■ **PROBLEM TO WORK ON**
Each line of the listing that includes the string "floor" needs to be located and copied.

■ **TASK DATA**

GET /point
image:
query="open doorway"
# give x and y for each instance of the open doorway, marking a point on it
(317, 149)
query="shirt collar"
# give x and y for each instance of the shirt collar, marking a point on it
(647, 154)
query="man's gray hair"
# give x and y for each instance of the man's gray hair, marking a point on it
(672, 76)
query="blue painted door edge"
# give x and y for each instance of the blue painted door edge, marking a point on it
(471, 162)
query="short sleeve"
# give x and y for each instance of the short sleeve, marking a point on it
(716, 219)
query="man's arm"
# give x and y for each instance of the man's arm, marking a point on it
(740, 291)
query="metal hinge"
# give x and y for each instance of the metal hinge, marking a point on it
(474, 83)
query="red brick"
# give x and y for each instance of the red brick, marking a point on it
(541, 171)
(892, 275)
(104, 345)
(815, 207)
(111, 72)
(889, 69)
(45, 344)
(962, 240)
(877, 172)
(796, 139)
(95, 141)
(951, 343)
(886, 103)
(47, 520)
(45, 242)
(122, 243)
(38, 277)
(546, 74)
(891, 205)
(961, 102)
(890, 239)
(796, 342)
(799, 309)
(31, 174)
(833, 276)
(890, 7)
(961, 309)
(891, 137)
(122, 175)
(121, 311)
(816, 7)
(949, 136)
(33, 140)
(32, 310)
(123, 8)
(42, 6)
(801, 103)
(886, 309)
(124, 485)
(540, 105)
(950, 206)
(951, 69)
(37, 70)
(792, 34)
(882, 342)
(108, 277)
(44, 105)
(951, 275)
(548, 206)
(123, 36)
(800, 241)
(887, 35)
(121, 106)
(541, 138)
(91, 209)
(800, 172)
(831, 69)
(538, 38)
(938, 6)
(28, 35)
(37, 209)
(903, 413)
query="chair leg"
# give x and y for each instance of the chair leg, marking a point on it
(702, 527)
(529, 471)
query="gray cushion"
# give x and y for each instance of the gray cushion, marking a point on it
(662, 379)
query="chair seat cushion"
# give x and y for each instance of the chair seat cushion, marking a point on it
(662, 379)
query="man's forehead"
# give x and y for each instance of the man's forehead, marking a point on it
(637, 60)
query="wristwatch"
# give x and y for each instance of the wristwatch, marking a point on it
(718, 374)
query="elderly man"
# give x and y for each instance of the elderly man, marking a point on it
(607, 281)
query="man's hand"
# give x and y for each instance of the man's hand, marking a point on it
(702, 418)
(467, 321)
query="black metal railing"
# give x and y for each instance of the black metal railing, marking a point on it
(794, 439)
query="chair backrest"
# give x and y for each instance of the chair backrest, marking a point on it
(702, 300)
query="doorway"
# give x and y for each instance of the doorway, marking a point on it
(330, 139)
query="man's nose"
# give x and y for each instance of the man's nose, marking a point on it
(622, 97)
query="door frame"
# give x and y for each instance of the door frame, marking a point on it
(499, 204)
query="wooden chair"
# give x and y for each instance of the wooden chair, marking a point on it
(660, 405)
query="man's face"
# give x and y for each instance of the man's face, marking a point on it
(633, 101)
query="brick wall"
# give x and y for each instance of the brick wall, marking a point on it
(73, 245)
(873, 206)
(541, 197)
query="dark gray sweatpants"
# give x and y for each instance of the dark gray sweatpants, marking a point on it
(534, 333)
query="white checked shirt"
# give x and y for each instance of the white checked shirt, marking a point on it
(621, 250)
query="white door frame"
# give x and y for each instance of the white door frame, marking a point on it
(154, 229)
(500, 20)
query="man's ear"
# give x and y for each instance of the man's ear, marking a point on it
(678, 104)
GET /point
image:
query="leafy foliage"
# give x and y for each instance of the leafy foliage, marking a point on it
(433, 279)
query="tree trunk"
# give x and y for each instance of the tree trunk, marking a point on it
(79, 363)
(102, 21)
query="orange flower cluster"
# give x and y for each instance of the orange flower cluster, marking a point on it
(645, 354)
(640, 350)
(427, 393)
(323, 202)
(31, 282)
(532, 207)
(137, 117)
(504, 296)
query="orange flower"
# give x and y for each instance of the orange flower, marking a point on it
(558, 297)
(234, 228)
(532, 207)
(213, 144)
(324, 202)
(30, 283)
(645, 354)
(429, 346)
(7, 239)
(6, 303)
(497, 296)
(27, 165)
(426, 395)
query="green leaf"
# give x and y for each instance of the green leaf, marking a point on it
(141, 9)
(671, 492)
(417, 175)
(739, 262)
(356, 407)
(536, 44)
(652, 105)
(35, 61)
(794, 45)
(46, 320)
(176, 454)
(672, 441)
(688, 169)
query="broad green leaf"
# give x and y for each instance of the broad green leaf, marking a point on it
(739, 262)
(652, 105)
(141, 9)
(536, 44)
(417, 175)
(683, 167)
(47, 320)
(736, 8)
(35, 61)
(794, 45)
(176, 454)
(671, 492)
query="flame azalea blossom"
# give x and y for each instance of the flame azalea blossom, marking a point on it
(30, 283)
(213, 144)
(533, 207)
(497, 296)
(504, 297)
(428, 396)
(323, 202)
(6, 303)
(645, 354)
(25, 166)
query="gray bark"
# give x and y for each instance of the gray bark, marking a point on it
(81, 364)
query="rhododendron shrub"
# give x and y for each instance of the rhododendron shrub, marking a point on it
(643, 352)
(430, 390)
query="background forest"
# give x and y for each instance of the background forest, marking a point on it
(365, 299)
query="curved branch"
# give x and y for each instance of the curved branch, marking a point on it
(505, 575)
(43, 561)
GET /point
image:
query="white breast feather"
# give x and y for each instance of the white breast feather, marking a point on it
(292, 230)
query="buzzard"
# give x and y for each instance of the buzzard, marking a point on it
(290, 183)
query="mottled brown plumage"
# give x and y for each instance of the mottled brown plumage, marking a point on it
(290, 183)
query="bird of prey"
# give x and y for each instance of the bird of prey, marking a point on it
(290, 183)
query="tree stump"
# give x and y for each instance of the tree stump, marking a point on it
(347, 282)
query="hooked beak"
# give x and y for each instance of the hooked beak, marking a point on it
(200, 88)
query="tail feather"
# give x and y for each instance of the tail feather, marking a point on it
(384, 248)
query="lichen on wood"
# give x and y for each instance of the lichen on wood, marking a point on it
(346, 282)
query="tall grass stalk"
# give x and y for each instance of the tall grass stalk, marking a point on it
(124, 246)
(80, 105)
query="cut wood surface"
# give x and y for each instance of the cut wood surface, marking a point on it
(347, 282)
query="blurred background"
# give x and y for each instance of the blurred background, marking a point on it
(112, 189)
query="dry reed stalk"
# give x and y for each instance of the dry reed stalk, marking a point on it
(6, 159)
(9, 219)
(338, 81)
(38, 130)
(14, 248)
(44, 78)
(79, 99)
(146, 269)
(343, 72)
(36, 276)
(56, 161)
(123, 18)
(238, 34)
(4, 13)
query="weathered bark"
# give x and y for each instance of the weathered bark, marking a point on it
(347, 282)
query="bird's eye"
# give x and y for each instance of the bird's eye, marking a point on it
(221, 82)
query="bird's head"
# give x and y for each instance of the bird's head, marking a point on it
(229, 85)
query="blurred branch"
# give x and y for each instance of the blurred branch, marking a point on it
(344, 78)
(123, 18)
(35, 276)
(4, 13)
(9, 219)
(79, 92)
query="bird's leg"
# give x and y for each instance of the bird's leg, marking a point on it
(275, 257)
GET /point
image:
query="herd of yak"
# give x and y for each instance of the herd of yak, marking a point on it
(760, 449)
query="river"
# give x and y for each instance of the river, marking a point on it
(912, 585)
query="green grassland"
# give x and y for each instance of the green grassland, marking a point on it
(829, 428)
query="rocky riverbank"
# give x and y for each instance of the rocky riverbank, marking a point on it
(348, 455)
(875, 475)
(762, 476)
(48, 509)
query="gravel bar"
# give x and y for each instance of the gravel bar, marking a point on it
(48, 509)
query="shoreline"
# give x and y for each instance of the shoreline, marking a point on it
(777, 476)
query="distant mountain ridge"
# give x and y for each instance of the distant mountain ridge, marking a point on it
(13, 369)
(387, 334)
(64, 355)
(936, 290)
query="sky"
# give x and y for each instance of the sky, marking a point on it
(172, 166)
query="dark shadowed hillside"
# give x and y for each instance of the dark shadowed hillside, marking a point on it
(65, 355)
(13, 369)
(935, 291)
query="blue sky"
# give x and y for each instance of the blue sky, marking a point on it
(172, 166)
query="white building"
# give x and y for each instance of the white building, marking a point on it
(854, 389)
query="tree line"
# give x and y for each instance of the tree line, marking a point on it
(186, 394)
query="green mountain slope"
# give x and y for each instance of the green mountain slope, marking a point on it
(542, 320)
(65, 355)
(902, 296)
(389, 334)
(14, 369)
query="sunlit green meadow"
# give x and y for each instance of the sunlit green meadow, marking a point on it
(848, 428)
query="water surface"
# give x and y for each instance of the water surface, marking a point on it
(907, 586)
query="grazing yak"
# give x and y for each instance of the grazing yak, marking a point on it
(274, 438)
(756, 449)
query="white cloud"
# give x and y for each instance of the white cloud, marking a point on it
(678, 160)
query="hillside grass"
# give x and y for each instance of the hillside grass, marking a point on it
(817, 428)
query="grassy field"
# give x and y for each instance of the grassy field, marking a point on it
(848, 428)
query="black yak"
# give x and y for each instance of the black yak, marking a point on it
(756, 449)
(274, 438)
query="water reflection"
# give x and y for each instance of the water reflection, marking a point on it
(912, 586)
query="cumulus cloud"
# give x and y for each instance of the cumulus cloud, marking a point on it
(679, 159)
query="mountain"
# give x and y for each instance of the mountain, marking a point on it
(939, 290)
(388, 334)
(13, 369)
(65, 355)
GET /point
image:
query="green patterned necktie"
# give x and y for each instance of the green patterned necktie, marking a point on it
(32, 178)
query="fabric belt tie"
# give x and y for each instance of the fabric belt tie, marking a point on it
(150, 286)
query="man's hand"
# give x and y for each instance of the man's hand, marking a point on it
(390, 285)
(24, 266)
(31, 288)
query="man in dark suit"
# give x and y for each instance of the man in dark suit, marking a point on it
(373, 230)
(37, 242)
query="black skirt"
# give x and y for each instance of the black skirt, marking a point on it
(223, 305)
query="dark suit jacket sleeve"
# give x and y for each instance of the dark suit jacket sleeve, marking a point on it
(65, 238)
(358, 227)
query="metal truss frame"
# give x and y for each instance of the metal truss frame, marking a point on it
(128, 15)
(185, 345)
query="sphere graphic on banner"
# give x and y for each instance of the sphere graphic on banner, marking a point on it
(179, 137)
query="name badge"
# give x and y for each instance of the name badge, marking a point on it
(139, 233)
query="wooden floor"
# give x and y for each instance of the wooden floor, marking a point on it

■ **TASK RESULT**
query="wooden floor"
# give x and y for each instance of the wooden floor, marking a point on it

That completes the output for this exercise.